# Task details
Among these entries, count the lines containing the word "shoreline" and answer with only the number.

(Dataset begins)

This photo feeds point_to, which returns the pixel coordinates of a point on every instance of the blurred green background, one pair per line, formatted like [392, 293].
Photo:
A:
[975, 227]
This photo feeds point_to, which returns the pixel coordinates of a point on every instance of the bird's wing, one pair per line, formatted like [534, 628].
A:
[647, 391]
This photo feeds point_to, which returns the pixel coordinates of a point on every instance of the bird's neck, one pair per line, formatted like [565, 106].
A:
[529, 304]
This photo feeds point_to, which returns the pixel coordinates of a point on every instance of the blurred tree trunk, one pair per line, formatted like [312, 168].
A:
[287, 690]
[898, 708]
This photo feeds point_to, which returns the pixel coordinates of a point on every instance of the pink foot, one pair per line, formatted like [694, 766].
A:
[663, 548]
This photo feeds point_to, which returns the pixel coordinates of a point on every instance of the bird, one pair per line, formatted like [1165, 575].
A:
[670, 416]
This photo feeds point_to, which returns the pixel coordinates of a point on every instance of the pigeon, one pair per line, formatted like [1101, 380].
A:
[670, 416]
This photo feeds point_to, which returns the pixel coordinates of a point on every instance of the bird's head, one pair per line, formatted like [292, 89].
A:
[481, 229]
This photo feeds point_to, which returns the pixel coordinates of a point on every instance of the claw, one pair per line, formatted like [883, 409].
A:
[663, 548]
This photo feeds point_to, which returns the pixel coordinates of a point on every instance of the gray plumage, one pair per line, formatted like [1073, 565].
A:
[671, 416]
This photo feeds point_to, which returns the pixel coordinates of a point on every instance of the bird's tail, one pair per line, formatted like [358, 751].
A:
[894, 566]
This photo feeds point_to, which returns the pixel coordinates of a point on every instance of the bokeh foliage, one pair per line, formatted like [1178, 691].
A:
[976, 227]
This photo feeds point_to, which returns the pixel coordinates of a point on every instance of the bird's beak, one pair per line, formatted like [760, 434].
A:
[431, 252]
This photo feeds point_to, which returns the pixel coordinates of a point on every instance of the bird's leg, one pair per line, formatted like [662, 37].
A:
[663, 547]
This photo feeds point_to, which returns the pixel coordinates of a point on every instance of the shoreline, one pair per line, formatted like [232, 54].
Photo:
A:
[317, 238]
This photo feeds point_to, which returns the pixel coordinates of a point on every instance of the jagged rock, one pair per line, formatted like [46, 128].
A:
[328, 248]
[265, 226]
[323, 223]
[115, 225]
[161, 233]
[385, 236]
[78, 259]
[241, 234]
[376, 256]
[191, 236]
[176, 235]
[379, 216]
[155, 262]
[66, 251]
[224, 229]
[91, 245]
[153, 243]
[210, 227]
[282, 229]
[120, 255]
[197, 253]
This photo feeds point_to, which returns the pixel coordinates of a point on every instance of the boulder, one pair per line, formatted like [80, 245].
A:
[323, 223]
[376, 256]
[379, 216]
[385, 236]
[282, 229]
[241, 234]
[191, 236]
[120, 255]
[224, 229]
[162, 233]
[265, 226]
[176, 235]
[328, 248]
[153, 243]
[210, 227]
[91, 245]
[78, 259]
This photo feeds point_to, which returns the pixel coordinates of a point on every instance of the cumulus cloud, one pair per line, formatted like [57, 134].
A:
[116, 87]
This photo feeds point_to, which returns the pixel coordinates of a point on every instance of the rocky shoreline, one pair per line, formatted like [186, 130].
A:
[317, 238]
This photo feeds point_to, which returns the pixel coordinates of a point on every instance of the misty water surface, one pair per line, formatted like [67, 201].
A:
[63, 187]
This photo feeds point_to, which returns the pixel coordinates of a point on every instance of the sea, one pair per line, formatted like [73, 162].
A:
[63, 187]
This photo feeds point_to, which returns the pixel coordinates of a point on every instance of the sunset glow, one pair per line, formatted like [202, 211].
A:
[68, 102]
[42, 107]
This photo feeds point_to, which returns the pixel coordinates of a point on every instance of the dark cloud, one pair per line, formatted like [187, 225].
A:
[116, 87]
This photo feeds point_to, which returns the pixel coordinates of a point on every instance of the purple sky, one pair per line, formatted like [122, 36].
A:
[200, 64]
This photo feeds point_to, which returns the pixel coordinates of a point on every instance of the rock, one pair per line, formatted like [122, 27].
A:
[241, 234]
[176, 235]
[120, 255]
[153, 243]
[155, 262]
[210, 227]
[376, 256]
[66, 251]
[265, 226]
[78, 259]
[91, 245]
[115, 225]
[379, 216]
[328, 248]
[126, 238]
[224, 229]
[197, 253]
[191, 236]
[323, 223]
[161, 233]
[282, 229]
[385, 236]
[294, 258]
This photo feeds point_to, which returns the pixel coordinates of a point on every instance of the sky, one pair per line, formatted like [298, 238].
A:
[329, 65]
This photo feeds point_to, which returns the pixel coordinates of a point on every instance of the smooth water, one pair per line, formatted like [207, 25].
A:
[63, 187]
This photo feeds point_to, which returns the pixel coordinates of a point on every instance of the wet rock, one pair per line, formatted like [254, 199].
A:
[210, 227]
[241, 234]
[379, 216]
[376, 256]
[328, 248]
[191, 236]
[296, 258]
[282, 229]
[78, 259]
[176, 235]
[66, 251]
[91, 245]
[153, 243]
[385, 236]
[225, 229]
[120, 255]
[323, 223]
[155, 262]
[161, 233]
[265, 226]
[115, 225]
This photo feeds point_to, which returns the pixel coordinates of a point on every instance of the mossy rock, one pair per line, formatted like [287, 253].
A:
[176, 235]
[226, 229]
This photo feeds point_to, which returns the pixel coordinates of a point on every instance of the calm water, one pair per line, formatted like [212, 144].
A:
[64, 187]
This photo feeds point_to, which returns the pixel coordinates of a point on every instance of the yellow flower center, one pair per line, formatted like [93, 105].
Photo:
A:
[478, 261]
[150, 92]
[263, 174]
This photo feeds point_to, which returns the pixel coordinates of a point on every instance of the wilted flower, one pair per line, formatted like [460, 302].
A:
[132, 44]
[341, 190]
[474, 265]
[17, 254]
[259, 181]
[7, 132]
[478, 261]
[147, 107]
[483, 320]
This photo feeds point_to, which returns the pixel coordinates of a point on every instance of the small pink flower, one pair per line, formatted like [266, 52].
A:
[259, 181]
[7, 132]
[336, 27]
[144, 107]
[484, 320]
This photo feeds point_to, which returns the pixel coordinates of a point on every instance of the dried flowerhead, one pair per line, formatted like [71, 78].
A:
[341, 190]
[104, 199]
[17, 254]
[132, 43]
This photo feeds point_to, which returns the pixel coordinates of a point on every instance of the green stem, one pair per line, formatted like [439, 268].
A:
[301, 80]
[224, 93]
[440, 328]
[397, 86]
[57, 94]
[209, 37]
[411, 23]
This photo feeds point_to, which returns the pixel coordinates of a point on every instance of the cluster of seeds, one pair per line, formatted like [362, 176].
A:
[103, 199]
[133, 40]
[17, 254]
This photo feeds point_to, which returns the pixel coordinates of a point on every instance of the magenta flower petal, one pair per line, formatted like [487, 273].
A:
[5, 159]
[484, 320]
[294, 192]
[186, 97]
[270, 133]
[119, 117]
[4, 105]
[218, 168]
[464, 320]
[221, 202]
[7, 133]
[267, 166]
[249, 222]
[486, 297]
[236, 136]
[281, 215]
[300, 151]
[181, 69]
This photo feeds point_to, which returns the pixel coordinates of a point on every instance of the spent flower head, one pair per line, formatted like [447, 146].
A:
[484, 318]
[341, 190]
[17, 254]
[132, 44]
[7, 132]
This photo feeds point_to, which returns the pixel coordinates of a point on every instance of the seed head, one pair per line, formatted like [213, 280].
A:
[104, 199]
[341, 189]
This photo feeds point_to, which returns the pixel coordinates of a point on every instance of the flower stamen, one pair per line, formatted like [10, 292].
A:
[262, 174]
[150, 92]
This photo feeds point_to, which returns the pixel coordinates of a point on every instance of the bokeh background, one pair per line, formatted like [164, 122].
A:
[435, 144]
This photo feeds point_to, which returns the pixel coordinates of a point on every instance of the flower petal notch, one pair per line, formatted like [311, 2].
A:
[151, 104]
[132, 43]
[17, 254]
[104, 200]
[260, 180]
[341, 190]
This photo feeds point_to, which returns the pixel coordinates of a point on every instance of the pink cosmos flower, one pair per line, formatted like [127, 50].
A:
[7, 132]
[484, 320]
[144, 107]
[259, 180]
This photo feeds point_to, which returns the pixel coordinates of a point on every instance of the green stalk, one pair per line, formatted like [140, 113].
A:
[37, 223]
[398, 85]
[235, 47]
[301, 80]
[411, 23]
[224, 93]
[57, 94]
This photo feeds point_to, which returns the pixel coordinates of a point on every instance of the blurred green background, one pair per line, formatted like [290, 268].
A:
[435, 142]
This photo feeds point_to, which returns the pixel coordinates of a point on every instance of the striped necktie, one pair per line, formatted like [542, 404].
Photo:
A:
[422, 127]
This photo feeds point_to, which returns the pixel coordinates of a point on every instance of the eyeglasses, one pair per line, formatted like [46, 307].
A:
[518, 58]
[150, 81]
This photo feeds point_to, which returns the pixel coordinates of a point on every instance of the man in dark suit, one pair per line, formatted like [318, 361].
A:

(Dataset ends)

# Completed exercise
2